- **Dataset records**
"""

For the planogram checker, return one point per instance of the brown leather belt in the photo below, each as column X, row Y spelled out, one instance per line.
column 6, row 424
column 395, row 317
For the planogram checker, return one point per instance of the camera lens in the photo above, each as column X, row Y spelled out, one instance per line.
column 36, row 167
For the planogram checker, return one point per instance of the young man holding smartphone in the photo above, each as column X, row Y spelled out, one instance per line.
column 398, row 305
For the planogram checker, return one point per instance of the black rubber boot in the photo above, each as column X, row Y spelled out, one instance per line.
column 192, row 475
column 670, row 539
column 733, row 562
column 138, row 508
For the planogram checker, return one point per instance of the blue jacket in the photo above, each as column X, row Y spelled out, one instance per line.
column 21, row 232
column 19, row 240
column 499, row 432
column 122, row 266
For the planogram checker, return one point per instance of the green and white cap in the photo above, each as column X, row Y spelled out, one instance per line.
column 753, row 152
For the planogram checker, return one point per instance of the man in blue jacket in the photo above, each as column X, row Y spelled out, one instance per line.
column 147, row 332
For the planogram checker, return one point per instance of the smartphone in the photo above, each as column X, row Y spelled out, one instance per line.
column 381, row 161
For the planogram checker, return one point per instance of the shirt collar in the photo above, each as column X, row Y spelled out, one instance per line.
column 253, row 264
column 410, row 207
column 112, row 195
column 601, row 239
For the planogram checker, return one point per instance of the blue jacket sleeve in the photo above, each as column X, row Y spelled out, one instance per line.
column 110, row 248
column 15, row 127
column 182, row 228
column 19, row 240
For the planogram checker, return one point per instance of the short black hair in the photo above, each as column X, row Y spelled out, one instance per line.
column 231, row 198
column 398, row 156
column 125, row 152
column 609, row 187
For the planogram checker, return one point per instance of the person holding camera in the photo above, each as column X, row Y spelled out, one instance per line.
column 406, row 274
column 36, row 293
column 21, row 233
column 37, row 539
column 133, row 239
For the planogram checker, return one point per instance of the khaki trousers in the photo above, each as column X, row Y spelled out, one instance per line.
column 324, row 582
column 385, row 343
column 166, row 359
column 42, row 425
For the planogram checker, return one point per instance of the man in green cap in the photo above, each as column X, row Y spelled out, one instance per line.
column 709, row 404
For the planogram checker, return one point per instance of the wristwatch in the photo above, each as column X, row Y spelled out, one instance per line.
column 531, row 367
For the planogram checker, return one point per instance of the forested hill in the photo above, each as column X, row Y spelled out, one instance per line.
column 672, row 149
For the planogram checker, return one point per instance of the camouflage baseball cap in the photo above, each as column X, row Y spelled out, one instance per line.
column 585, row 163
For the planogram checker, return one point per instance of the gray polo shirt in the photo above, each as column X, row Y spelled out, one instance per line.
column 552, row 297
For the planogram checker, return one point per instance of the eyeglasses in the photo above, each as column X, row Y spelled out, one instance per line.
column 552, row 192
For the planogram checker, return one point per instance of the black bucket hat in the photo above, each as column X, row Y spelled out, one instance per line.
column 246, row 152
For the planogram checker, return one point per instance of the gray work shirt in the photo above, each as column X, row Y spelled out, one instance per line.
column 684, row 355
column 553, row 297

"""

- **Task requirements**
Lay out every line of the records above as a Markdown table with the columns "Row No." and "Entry", numbering the rows in order and omitting any blank lines.

- **Output for this exercise**
| Row No. | Entry |
|---|---|
| 1 | For the planogram checker, return one point per instance of the brown leather belt in the photo below, each as column X, row Y spelled out, one instance per line. |
| 2 | column 6, row 424 |
| 3 | column 395, row 317 |
| 4 | For the planogram checker, return one point per instance of the camera lens in the photo above, each as column X, row Y spelled out, one instance per line. |
| 5 | column 36, row 167 |
| 6 | For the planogram checker, return one point per instance of the young man holding smartphone in the photo above, each as column X, row Y spelled out, one instance per line. |
| 7 | column 398, row 305 |
| 8 | For the planogram checker, return one point per instance of the black rubber boot in the photo above, each as column X, row Y spelled out, one instance per line. |
| 9 | column 192, row 475 |
| 10 | column 670, row 539 |
| 11 | column 733, row 562 |
| 12 | column 138, row 508 |
| 13 | For the planogram checker, return one point per instance of the blue jacket in the photo above, each as column X, row Y spelled out, one instance per line. |
| 14 | column 21, row 232 |
| 15 | column 19, row 240 |
| 16 | column 499, row 432 |
| 17 | column 122, row 266 |
| 18 | For the planogram checker, return one point per instance of the green and white cap in the photo above, each as column X, row Y spelled out, one instance per line. |
| 19 | column 753, row 152 |
| 20 | For the planogram checker, return one point per instance of the man in blue jacket in the photo above, each as column X, row Y spelled out, one instance per line. |
| 21 | column 147, row 332 |
| 22 | For the planogram checker, return one point per instance of the smartphone in the photo above, each as column X, row Y spelled out, one instance per line. |
| 23 | column 381, row 161 |
| 24 | For the planogram checker, return one point per instance of the shirt collar in the photo above, each as column X, row Y spelled out, one instance per line. |
| 25 | column 253, row 264 |
| 26 | column 410, row 207 |
| 27 | column 112, row 195 |
| 28 | column 601, row 239 |
| 29 | For the planogram checker, return one point per instance of the blue jacket sleeve in the photo above, each as column X, row Y spelled out, one instance per line. |
| 30 | column 110, row 248 |
| 31 | column 15, row 127 |
| 32 | column 182, row 228 |
| 33 | column 19, row 240 |
| 34 | For the planogram checker, return one point per instance of the short black hair in the photo above, each as column X, row Y spelled out, one instance per line. |
| 35 | column 231, row 198 |
| 36 | column 398, row 156 |
| 37 | column 125, row 152 |
| 38 | column 609, row 187 |
| 39 | For the planogram checker, return one point per instance of the person holding camera in the photo above, each as column X, row Y spelled out, one instance per line. |
| 40 | column 406, row 274 |
| 41 | column 36, row 293 |
| 42 | column 21, row 233 |
| 43 | column 37, row 539 |
| 44 | column 133, row 239 |
| 45 | For the planogram checker, return one point per instance of the khaki trousers in the photo above, each as column X, row Y spelled out, one instance per line. |
| 46 | column 324, row 582 |
| 47 | column 385, row 343 |
| 48 | column 166, row 359 |
| 49 | column 42, row 425 |
| 50 | For the planogram checker, return one point per instance of the man in green cap in the photo above, each as column X, row Y spelled out, one instance per line. |
| 51 | column 709, row 404 |
| 52 | For the planogram checker, return one point per instance of the wristwatch in the photo above, each as column X, row Y spelled out, one instance per line. |
| 53 | column 531, row 367 |
| 54 | For the planogram checker, return one point per instance of the forested hill in the photo above, each as column X, row Y spelled out, one instance per line. |
| 55 | column 672, row 149 |
| 56 | For the planogram checker, return one point per instance of the camouflage baseball cap in the photo above, each as column X, row Y spelled out, one instance per line. |
| 57 | column 585, row 163 |
| 58 | For the planogram checker, return one point per instance of the gray polo shirt in the photo above, each as column X, row Y spelled out, one instance per line. |
| 59 | column 552, row 297 |
| 60 | For the planogram checker, return one point per instance of the eyeglasses in the photo above, each as column X, row Y spelled out, one instance per line. |
| 61 | column 552, row 192 |
| 62 | For the planogram checker, return one point per instance of the black bucket hat in the photo above, each as column X, row Y spelled out, one instance per line. |
| 63 | column 246, row 152 |
| 64 | For the planogram checker, return one point per instance of the gray work shirt in the photo above, each as column X, row Y spelled out, one instance per line. |
| 65 | column 684, row 355 |
| 66 | column 553, row 297 |